TASKS AND EXERCISES:
1. According to the passage on school choice, about what share of kids nationally are homeschooled?
2. Output the stretch of the school choice passage from "Fortunately, we live" through "a given child.".
3. List every alternative to the old, rigid school design that the opening paragraph of the school choice passage names.

Fortunately, we live in an era when the old, rigid school design is being challenged by alternatives. Homeschooling is booming (about four percent of kids nationally, and growing). So are charter schools, some (though not all) of which use different models of education, including increased flexibility and self-direction. Private school have long experimented with different approaches. Virtual schooling, public or private, can be used as a substitute for traditional a school or as part of an education experience pieced together from components that work for a given child.

To his credit, Gray doesn't suggest any one model as the "right" alternative to what most schools do now. Some kids—my other nephew, for example—seem to do well in some version of the structured environments of default-style schooling, others do well with self-directed programs, and some children need something else entirely. My son is thriving in a charter that gives a lot of individual attention and also encourages kids to explore their interests and push their limits. "Of course, not everyone is going to learn the same things, in the same way, or at the same time," he writes. "But that's a good thing. Our society thrives on diversity. Our culture needs people with many different kinds of skills, interests and personalities."

Diversity has always been at the root of the movement for school choice—not a battle for resources as so many educrats and school union officials would have it. No matter what money you pour into a traditional school model, it's still a model that doesn't work for a huge number of children. Kids need to learn in the way that works for them. And parents need an opportunity to experiment, pick, choose and find what the right way is for their kids.

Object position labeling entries
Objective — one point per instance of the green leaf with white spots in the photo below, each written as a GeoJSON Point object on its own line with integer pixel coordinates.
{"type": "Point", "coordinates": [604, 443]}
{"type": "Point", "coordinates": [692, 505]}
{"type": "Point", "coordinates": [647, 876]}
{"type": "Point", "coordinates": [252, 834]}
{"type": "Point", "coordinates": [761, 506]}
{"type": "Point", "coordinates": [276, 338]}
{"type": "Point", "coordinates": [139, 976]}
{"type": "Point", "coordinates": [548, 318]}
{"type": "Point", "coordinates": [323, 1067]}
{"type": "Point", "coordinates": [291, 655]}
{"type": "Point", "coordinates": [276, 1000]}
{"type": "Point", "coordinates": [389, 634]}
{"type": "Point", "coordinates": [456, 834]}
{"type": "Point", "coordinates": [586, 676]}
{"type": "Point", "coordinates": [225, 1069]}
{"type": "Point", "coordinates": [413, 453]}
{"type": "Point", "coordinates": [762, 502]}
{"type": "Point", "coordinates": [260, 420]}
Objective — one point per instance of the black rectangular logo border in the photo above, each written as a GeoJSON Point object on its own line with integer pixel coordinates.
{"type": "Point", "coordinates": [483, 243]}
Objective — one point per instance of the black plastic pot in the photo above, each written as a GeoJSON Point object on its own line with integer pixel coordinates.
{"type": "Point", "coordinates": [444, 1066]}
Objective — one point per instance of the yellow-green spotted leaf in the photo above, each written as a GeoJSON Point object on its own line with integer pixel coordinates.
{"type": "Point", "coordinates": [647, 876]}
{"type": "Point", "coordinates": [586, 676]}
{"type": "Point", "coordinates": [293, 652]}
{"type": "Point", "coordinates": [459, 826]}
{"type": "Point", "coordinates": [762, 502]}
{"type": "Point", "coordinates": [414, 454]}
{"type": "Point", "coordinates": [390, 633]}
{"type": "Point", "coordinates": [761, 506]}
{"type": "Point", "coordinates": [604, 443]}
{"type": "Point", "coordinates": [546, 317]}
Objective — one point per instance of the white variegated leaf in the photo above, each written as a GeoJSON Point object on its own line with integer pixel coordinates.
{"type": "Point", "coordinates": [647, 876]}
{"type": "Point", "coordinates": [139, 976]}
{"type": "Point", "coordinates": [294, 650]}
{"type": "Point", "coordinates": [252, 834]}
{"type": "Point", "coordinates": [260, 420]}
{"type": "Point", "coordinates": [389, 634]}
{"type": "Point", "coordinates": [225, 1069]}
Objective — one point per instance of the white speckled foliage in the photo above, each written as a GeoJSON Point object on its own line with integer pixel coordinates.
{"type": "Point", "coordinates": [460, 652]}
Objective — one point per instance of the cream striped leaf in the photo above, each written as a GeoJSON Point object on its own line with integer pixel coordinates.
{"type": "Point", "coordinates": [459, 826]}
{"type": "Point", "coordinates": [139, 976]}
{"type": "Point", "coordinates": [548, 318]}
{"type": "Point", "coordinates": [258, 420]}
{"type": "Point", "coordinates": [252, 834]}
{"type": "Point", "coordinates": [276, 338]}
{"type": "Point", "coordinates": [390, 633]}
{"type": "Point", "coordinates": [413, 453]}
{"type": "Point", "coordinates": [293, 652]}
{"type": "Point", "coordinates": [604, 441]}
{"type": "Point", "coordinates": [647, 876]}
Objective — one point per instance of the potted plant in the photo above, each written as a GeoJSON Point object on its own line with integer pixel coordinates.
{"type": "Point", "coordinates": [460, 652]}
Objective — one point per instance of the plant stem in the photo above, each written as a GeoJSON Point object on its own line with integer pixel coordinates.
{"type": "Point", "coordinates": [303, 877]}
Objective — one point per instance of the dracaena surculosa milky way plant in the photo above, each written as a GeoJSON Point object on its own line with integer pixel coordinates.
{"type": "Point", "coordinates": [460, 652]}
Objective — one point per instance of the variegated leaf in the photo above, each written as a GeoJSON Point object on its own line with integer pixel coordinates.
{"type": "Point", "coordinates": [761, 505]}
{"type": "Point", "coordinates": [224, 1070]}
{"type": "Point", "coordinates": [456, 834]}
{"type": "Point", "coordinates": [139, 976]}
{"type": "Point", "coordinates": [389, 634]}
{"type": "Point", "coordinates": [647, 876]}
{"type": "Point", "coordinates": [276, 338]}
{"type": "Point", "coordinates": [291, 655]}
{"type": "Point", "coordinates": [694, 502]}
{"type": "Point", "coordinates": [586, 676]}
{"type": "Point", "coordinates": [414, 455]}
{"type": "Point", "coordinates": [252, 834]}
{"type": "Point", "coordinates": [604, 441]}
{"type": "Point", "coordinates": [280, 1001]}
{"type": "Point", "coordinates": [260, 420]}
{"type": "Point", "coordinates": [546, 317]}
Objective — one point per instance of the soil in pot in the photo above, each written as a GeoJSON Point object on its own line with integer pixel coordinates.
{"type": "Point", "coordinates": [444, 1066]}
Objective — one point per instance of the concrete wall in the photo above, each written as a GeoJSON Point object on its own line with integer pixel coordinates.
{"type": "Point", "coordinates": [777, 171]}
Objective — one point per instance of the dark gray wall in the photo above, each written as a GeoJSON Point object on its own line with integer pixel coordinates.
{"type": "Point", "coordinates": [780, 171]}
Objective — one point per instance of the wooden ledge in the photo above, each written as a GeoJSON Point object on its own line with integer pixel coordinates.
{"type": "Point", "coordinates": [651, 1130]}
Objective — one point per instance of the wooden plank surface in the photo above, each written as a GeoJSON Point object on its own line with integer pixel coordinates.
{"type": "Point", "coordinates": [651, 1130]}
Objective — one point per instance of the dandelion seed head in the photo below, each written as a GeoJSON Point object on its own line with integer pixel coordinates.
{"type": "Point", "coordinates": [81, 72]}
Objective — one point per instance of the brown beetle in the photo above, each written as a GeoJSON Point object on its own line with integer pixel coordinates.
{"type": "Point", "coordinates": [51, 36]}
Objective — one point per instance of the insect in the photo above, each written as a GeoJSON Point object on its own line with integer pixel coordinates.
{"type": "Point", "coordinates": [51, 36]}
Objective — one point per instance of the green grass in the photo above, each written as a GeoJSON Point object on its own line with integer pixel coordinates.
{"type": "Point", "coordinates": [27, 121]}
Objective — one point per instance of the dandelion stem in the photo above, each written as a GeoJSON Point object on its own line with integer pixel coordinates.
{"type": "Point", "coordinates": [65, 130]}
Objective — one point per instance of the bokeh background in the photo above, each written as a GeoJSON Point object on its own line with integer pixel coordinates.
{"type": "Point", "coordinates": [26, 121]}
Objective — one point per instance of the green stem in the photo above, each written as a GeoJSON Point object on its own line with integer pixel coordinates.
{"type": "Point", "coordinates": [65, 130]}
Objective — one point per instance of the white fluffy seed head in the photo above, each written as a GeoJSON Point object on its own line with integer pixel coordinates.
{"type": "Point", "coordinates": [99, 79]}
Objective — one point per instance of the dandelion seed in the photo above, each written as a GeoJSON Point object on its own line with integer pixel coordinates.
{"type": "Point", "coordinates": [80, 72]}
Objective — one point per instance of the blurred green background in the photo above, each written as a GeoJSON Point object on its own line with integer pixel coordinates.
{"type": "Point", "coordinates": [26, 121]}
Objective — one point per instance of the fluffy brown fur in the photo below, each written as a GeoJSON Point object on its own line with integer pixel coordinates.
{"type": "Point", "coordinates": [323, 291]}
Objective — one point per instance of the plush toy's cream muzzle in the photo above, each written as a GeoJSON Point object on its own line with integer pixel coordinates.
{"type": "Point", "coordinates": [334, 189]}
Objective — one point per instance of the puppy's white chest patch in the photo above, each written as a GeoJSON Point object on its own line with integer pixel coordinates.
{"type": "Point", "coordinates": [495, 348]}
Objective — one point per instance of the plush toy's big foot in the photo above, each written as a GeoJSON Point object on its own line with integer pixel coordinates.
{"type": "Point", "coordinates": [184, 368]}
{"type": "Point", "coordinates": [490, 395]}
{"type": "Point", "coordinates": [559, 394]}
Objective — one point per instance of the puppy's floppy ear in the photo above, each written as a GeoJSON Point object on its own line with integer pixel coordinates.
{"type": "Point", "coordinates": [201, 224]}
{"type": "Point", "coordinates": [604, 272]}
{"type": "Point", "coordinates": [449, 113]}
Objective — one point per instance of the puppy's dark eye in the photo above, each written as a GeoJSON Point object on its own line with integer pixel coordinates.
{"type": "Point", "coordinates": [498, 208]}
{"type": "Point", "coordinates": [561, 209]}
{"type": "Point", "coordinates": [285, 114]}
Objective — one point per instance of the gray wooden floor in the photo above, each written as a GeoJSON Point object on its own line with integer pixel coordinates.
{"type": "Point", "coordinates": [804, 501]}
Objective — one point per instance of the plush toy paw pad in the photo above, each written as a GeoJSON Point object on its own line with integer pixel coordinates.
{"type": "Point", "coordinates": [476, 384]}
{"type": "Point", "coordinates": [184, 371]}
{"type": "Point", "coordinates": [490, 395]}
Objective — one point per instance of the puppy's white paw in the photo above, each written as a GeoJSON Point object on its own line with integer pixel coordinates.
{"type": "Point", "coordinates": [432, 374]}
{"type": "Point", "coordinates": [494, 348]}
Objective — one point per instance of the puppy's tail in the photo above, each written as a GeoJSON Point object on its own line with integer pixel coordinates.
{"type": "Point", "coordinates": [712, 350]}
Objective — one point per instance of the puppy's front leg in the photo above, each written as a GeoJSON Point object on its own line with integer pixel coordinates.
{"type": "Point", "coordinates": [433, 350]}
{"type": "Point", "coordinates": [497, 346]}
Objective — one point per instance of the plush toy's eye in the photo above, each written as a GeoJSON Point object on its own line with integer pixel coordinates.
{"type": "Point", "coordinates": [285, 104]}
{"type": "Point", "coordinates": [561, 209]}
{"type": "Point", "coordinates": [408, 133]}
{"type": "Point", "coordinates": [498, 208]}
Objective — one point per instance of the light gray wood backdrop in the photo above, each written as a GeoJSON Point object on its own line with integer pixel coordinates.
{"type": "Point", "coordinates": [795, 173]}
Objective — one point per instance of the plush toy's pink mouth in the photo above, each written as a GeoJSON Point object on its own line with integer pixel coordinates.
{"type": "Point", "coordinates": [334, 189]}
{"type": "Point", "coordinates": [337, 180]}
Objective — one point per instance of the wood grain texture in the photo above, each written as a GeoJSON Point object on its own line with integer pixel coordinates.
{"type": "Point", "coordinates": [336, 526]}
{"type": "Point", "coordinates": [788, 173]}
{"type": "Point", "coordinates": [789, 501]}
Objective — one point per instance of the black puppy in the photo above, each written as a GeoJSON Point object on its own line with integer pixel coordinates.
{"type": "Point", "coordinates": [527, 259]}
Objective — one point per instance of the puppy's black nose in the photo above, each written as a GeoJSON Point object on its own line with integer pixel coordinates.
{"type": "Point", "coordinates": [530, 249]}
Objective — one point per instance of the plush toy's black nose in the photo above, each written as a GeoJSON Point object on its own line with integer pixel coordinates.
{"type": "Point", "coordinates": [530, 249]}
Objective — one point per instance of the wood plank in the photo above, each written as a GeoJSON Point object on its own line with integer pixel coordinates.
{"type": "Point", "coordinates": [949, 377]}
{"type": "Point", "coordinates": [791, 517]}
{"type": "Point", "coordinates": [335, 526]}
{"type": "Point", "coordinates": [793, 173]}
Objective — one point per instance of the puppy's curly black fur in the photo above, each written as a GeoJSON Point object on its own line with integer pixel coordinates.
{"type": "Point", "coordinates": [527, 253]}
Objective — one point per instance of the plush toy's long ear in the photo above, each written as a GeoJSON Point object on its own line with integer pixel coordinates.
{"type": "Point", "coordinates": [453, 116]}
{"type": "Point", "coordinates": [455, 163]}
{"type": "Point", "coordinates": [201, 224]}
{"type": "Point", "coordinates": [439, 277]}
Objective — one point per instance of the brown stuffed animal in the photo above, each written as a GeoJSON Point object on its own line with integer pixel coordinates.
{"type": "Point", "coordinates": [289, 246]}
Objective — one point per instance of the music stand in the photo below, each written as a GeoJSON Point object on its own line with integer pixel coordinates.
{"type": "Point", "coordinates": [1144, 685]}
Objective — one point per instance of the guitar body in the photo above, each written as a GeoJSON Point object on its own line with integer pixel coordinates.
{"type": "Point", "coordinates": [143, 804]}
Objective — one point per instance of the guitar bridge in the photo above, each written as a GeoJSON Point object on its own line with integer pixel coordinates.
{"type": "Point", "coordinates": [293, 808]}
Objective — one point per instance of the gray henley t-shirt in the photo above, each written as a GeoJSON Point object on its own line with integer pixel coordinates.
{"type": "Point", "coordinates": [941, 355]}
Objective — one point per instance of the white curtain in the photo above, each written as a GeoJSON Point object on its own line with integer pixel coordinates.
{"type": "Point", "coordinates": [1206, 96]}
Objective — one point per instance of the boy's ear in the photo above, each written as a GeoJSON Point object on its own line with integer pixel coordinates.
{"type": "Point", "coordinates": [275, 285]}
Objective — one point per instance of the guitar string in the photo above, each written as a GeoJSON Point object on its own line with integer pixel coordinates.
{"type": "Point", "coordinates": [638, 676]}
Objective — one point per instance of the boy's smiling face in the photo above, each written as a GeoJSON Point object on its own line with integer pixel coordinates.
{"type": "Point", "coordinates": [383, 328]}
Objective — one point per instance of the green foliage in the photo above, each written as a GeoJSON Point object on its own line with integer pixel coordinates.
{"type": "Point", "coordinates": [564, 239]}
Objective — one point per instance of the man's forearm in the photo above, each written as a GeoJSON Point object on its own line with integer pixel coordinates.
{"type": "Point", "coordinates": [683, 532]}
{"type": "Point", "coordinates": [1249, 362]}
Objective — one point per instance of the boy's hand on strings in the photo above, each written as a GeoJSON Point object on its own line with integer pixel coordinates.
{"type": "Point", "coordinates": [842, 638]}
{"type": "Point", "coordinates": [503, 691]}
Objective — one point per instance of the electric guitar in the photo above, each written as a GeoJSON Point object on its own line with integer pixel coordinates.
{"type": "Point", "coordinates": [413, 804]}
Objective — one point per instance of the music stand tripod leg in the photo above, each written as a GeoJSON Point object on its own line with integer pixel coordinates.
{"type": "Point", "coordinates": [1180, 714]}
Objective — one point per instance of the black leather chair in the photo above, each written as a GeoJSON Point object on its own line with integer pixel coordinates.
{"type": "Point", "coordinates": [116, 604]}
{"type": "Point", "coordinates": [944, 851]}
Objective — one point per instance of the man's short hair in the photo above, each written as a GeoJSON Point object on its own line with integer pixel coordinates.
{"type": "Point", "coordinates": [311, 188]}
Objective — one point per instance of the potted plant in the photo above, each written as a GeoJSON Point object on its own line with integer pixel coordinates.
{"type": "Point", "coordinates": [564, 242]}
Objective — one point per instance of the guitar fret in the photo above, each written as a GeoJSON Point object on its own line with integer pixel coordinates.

RESULTS BY TASK:
1. About four percent.

2.
Fortunately, we live in an era when the old, rigid school design is being challenged by alternatives. Homeschooling is booming (about four percent of kids nationally, and growing). So are charter schools, some (though not all) of which use different models of education, including increased flexibility and self-direction. Private school have long experimented with different approaches. Virtual schooling, public or private, can be used as a substitute for traditional a school or as part of an education experience pieced together from components that work for a given child.

3. Homeschooling, charter schools, private school, virtual schooling